══ INPUT FOR THIS TASK ══

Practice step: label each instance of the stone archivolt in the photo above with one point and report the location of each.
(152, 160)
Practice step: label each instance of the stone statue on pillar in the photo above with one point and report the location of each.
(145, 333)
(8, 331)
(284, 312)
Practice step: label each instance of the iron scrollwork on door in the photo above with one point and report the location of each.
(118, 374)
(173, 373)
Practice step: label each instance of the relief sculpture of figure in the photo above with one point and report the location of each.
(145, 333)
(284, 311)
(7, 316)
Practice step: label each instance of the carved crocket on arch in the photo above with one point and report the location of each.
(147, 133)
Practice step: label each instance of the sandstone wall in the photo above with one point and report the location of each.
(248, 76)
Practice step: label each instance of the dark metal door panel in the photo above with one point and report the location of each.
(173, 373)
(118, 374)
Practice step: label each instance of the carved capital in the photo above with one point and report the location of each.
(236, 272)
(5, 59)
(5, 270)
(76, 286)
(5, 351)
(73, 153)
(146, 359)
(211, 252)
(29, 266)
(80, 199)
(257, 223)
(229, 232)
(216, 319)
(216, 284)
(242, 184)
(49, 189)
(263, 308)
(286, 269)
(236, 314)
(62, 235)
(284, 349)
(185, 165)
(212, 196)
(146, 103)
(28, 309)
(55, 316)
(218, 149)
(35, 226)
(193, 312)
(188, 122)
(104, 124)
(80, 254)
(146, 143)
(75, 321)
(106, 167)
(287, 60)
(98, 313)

═══

## WORK REQUIRED
Please rewrite every line of the records from the line that contains "Practice step: label each instance of the carved capital" through the end of the records, both ends included, and output only those lines. In each point, multiply both coordinates by 2.25 and round to the nearest whole number, with halves rounded up. Keep all other lines unchanged.

## CORRECT RESULT
Practice step: label each instance of the carved capital in the photo above with one point and report the location of each.
(531, 612)
(11, 133)
(11, 608)
(171, 644)
(11, 790)
(164, 344)
(329, 808)
(475, 567)
(65, 599)
(180, 448)
(578, 502)
(515, 522)
(486, 718)
(486, 639)
(545, 414)
(110, 425)
(592, 693)
(644, 605)
(531, 707)
(140, 529)
(639, 785)
(416, 371)
(477, 441)
(329, 232)
(63, 695)
(124, 711)
(491, 335)
(79, 509)
(434, 702)
(423, 275)
(234, 279)
(180, 572)
(329, 322)
(169, 722)
(239, 376)
(646, 135)
(221, 704)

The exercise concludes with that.